▸ **Requirement**: Pick out each line below that contains the word "tree" and copy those lines in full.

### Information supplied

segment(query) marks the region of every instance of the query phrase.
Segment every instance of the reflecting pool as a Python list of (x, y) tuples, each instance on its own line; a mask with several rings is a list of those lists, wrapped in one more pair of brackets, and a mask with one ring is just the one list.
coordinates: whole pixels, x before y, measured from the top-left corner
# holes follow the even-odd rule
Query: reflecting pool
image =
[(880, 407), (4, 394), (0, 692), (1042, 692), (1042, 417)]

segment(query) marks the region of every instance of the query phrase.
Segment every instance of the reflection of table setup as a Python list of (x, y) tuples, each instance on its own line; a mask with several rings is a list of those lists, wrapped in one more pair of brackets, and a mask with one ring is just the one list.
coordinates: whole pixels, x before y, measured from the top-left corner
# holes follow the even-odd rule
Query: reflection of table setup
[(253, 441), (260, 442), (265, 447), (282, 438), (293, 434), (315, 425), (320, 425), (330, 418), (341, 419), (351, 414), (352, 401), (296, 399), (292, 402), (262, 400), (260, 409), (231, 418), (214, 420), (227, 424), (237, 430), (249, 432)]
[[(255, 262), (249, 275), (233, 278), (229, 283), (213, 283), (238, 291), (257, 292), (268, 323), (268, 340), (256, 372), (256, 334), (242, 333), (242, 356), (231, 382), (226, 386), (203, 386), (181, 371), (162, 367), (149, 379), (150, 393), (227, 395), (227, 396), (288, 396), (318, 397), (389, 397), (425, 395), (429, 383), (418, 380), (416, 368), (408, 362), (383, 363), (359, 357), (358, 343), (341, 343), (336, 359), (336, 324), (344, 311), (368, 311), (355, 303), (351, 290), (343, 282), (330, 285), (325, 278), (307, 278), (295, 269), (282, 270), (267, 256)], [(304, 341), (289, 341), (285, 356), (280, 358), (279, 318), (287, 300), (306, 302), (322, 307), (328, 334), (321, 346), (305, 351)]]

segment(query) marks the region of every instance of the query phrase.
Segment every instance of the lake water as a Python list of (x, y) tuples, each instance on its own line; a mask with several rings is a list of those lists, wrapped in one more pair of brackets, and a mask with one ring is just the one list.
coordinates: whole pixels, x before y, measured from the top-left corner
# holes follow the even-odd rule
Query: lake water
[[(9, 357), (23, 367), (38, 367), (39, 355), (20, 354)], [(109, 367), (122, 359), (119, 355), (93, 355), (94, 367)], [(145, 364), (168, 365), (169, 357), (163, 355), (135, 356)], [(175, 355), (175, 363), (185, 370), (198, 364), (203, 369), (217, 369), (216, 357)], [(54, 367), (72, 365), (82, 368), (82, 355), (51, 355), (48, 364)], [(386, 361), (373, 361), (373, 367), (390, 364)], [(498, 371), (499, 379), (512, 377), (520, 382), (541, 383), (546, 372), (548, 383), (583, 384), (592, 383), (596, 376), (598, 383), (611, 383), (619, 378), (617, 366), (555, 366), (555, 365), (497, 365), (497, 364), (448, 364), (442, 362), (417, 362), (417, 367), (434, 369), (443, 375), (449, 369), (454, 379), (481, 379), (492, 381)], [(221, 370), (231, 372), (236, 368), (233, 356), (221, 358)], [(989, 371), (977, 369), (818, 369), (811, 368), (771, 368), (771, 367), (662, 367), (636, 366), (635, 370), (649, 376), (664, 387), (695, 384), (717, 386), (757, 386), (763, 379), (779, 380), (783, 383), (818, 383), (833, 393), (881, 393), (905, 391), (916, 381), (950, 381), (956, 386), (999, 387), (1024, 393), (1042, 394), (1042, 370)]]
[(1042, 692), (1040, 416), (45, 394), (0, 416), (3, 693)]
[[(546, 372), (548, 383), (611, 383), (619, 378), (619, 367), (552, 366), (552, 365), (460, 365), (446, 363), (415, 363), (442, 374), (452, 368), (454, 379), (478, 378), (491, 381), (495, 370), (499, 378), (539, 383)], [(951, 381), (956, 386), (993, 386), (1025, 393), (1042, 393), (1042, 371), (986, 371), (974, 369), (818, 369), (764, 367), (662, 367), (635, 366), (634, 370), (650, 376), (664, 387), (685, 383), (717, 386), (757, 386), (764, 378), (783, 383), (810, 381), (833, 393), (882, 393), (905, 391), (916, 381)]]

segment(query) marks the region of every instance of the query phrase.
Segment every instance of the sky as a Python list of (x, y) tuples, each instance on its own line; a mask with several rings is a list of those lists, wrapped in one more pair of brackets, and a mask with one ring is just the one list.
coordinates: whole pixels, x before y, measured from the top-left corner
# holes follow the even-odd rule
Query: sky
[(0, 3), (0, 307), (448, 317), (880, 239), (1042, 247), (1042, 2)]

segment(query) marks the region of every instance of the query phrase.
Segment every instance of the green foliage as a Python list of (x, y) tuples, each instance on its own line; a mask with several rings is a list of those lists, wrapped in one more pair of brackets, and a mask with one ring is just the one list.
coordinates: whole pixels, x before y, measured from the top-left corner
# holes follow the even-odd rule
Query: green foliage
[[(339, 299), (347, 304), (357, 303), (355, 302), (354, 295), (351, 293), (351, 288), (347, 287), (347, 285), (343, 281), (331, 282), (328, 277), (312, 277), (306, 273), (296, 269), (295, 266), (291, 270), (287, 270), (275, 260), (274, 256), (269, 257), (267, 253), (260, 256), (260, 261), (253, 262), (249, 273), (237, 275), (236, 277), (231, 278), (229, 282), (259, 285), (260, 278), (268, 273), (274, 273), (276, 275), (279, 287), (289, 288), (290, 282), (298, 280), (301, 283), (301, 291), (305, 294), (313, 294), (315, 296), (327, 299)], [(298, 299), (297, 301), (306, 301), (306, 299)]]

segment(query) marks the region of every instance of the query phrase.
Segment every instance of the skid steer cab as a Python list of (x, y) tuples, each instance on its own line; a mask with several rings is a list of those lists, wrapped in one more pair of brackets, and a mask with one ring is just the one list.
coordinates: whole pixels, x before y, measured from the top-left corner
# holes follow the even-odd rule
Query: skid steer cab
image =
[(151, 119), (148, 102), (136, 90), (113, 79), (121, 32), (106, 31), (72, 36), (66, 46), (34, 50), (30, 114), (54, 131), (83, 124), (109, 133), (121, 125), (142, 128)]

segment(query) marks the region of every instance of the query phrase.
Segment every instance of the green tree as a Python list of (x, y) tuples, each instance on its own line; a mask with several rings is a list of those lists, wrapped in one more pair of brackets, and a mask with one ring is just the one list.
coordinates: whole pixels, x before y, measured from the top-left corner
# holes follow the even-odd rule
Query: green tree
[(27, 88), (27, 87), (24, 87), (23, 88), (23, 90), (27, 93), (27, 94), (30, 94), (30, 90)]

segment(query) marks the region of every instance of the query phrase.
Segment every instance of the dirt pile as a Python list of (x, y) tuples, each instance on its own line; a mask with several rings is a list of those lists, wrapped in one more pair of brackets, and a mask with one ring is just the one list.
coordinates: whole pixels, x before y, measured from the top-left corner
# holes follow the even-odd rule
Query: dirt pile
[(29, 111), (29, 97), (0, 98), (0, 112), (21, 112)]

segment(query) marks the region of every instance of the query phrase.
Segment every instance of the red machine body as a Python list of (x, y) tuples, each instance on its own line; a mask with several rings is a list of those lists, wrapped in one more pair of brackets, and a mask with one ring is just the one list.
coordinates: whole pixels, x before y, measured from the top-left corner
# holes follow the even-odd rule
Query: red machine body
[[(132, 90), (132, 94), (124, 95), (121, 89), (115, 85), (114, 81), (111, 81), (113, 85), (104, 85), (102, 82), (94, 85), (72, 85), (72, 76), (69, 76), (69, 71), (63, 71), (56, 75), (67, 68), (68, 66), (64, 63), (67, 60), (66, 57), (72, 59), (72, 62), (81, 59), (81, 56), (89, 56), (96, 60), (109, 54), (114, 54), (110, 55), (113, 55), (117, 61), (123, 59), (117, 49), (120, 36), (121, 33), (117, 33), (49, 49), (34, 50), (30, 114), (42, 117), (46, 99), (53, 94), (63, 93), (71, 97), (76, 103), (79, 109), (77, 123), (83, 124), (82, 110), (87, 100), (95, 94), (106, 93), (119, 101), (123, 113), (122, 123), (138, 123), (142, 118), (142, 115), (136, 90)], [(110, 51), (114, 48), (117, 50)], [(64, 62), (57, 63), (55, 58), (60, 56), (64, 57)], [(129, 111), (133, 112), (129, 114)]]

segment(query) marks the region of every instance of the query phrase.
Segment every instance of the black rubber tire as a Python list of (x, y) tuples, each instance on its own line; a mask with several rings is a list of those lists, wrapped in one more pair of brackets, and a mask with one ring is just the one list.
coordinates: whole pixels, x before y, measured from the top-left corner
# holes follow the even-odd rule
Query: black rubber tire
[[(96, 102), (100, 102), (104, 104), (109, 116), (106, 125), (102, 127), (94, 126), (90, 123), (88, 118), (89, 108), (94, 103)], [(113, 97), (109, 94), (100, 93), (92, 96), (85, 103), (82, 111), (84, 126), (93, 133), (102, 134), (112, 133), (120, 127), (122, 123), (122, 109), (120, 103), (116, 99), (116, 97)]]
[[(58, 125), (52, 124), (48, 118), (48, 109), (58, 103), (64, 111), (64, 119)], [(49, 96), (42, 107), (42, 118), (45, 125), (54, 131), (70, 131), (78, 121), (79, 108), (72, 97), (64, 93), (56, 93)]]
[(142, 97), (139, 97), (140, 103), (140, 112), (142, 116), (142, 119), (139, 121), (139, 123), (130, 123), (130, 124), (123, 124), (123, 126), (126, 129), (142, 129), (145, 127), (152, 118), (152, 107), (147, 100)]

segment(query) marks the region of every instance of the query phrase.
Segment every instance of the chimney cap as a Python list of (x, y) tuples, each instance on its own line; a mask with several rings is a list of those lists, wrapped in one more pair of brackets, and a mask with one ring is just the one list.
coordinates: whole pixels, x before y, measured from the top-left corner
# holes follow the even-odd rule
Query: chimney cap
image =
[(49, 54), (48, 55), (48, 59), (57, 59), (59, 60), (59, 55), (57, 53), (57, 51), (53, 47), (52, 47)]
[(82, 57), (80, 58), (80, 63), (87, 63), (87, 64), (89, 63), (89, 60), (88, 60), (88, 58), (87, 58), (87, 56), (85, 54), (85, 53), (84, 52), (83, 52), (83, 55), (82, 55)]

######

▸ **Exercise result**:
Segment every instance of the green tree as a Python list of (x, y) tuples, each instance on its own line; a mask with several rings is a list of those lists, wrapped in one more pair of brackets, and a mask with one ring is just the one list.
Query: green tree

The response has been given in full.